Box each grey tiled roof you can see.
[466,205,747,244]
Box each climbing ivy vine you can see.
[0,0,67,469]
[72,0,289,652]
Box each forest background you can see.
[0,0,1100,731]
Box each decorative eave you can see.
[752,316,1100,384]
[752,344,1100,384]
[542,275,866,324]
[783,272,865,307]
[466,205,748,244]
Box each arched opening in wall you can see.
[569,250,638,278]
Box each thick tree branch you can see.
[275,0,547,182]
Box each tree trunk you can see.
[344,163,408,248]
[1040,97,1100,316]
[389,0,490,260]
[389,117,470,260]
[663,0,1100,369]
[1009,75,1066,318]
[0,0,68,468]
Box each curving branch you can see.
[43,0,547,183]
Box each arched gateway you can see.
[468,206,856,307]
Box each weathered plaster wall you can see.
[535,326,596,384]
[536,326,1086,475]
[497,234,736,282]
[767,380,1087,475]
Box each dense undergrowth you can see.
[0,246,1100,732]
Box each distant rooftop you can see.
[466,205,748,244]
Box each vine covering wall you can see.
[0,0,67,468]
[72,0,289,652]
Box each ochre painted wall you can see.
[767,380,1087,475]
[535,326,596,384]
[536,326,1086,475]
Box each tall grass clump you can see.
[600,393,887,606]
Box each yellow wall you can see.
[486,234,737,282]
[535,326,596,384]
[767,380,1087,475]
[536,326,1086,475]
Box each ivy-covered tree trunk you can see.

------------------------------

Job: Can you render all the records above as a numbered list, leaving out any blank lines?

Response below:
1. Box each grey tiled roof you can see.
2. [466,205,747,244]
3. Box each climbing ivy vine you can see.
4. [0,0,67,469]
5. [72,0,289,652]
6. Box each forest background you can see.
7. [0,0,1100,731]
8. Box each decorative eave you can see.
9. [752,316,1100,384]
10. [752,344,1100,384]
11. [542,275,866,324]
12. [783,272,865,307]
13. [466,205,748,244]
14. Box each arched opening in wall you can see.
15. [569,250,638,278]
16. Box each thick tree branch you can see.
17. [275,0,547,182]
18. Box each tree trunk you can see.
19. [344,163,408,248]
20. [1040,97,1100,316]
21. [389,0,490,260]
22. [389,117,470,260]
23. [663,0,1100,369]
24. [1009,75,1066,318]
25. [0,0,68,468]
26. Box each curving branch you can see.
27. [43,0,547,183]
28. Box each arched gateway you can see.
29. [468,206,856,307]
30. Box each weathered plaster wall you can see.
31. [535,326,596,384]
32. [536,326,1086,475]
33. [497,234,736,282]
34. [767,380,1087,475]
35. Box each dense undergrowth you can see.
36. [0,246,1100,732]
37. Box each distant rooftop you can see.
38. [466,205,748,244]
39. Box each vine covering wall you can see.
40. [0,0,67,468]
41. [72,0,289,652]
42. Box each ochre painted wall you can see.
43. [767,380,1087,475]
44. [535,326,596,384]
45. [536,326,1086,475]
46. Box each tall grass clump you can see.
47. [600,393,887,606]
48. Box each yellow wall you can see.
49. [486,234,737,282]
50. [535,326,596,384]
51. [767,380,1087,475]
52. [536,326,1086,475]
53. Box each ivy-covered tree trunk you can see.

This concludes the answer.